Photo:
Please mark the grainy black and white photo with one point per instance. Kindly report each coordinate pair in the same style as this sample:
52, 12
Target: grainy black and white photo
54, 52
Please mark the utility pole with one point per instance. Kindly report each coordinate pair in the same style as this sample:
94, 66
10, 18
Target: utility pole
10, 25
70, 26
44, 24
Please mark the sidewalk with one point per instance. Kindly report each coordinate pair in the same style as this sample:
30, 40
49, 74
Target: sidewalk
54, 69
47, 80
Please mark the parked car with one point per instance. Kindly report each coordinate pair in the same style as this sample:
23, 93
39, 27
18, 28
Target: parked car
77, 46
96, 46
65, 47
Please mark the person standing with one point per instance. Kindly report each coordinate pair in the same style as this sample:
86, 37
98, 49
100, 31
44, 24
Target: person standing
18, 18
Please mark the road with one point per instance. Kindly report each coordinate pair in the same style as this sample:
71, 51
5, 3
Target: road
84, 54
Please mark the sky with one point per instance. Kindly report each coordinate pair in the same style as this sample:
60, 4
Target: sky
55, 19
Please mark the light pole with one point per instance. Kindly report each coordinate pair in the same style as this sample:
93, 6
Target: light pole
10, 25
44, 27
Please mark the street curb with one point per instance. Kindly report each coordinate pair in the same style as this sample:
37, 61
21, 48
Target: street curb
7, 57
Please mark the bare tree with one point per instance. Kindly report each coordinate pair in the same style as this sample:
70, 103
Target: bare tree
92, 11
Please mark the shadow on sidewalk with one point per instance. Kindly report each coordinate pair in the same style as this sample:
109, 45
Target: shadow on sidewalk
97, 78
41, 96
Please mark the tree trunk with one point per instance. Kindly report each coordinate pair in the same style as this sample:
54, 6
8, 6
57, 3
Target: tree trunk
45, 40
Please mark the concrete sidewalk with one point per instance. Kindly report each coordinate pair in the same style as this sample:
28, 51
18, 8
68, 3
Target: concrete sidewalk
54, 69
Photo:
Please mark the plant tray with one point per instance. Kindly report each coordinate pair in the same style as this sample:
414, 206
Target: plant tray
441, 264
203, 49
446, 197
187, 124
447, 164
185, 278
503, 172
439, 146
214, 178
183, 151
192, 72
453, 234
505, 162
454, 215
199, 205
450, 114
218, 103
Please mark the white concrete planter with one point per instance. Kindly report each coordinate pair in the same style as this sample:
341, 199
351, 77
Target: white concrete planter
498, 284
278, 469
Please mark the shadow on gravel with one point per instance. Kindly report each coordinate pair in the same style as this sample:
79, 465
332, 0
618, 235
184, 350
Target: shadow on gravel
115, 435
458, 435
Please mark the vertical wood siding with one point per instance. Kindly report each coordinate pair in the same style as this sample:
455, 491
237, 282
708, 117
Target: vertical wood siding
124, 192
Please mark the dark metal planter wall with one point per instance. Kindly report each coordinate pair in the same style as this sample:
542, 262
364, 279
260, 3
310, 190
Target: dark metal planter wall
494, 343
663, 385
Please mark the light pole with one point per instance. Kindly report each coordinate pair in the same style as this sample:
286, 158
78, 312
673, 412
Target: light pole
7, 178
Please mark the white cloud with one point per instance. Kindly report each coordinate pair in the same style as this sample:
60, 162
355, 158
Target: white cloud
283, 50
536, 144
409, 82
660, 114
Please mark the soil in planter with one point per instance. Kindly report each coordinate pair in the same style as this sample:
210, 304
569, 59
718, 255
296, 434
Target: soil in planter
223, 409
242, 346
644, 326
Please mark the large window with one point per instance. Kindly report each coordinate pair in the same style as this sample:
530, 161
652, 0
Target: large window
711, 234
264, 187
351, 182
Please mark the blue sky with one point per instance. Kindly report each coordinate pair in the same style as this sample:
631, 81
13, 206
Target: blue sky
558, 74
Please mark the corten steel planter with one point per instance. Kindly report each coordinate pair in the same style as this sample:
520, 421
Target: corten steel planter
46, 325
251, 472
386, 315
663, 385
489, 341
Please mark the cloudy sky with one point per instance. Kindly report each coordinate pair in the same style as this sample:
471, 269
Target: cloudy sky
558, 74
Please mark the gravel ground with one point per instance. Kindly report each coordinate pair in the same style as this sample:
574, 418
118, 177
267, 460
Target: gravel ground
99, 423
—————
-- WORK TO COMPLETE --
Can you convert all the lines above into a JSON list of strings, with one string per line and any blank lines left out?

-- ANSWER BELOW --
[
  "Photo:",
  "Please mark the grainy black and white photo with one point per instance. Kindly report each coordinate pair in the same style as this sample:",
  "52, 12",
  "Target: grainy black and white photo",
  "54, 52",
  "Please mark the utility pole with one point per instance. Kindly report each coordinate pair in the same style as this sample:",
  "94, 66",
  "10, 18",
  "Target: utility pole",
  "10, 25",
  "70, 26",
  "44, 24",
  "Please mark the sidewalk with one point per instance. Kindly report each coordinate pair in the same style as this sample:",
  "30, 40",
  "49, 74",
  "Target: sidewalk",
  "54, 69",
  "47, 80",
  "Please mark the parked car with one point per instance. Kindly report each coordinate pair in the same style as this sample:",
  "23, 93",
  "39, 27",
  "18, 28",
  "Target: parked car",
  "77, 46",
  "96, 46",
  "65, 47",
  "Please mark the person standing with one point per instance. Kindly report each coordinate pair in the same style as this sample:",
  "86, 37",
  "98, 49",
  "100, 31",
  "44, 24",
  "Target: person standing",
  "18, 18",
  "Please mark the road with one point per instance. Kindly report each coordinate pair in the same style as this sample:",
  "71, 51",
  "5, 3",
  "Target: road",
  "84, 54",
  "Please mark the sky with one point per instance. Kindly report each coordinate pair in the same style as this sample:",
  "60, 4",
  "Target: sky",
  "55, 19",
  "Please mark the light pole with one point per instance. Kindly report each coordinate pair in the same style as this sample:",
  "93, 6",
  "Target: light pole",
  "10, 25",
  "44, 27",
  "Please mark the street curb with one point per instance. Kindly report each coordinate pair in the same style as this sample:",
  "37, 61",
  "21, 48",
  "Target: street curb",
  "7, 57",
  "Please mark the bare tree with one point per instance. Kindly report each coordinate pair in the same style as this sample:",
  "70, 103",
  "Target: bare tree",
  "92, 11",
  "Please mark the shadow on sidewalk with one point per instance. Kindly report each coordinate pair in the same style as this sample:",
  "109, 45",
  "Target: shadow on sidewalk",
  "97, 78",
  "41, 96",
  "Please mark the tree trunk with one point per instance. Kindly report each coordinate pair in the same style as this sample:",
  "54, 6",
  "8, 6",
  "57, 3",
  "Target: tree trunk",
  "45, 40",
  "Please mark the concrete sidewalk with one point per instance. Kindly report each coordinate pair in the same style as this sample:",
  "28, 51",
  "18, 8",
  "68, 3",
  "Target: concrete sidewalk",
  "54, 69",
  "Photo:",
  "Please mark the plant tray with one point per instance. Kindly report each coordinate pair in the same style as this sample:",
  "414, 206",
  "Target: plant tray",
  "441, 264",
  "203, 49",
  "446, 197",
  "187, 124",
  "447, 164",
  "185, 278",
  "503, 172",
  "439, 146",
  "214, 178",
  "183, 151",
  "192, 72",
  "453, 234",
  "505, 162",
  "454, 215",
  "199, 205",
  "450, 114",
  "218, 103",
  "Please mark the white concrete planter with one point per instance. Kindly report each coordinate pair in the same style as this sample:",
  "341, 199",
  "351, 77",
  "Target: white concrete planter",
  "498, 284",
  "278, 469",
  "Please mark the shadow on gravel with one point per instance. Kindly report each coordinate pair in the same style as this sample:",
  "79, 465",
  "332, 0",
  "618, 235",
  "184, 350",
  "Target: shadow on gravel",
  "115, 435",
  "458, 435",
  "Please mark the vertical wood siding with one point per instance. Kindly report each coordinate pair in the same style as this sample:",
  "455, 491",
  "237, 282",
  "708, 117",
  "Target: vertical wood siding",
  "124, 192",
  "Please mark the dark metal planter wall with one point per instance. Kindly report each coordinate pair in the same style as this sample:",
  "542, 262",
  "364, 279",
  "260, 3",
  "310, 190",
  "Target: dark metal planter wall",
  "494, 343",
  "663, 385",
  "Please mark the light pole with one point per instance. Kindly report each coordinate pair in the same style as this sample:",
  "286, 158",
  "78, 312",
  "673, 412",
  "Target: light pole",
  "7, 178",
  "Please mark the white cloud with one point per instance. Kindly report each coordinate pair in the same style as this sample:",
  "60, 162",
  "355, 158",
  "Target: white cloud",
  "283, 50",
  "536, 144",
  "409, 82",
  "660, 114",
  "Please mark the soil in planter with one point per instance. Kindly report each coordinate pair in the same style as this sample:",
  "210, 304",
  "569, 59",
  "718, 255",
  "296, 434",
  "Target: soil in planter",
  "223, 409",
  "242, 346",
  "644, 326",
  "Please mark the large window with one point per instance. Kindly report each coordinate pair in the same style as this sample:",
  "530, 161",
  "652, 0",
  "Target: large window",
  "711, 234",
  "264, 187",
  "351, 182",
  "Please mark the blue sky with one point per instance. Kindly report each coordinate pair in the same style as this sample:",
  "631, 81",
  "13, 206",
  "Target: blue sky",
  "558, 74",
  "Please mark the corten steel planter with one point per instance. Kindly report each coordinate pair in the same style as this sample:",
  "520, 421",
  "Target: corten steel planter",
  "46, 325",
  "251, 472",
  "386, 315",
  "663, 385",
  "489, 341",
  "Please mark the cloudy sky with one point per instance. Kindly report each coordinate pair in the same style as this sample:",
  "471, 269",
  "Target: cloudy sky",
  "558, 74",
  "Please mark the gravel ground with one point per instance. Kindly report each coordinate pair in the same style as this sample:",
  "574, 418",
  "118, 177",
  "267, 460",
  "Target: gravel ground",
  "99, 423"
]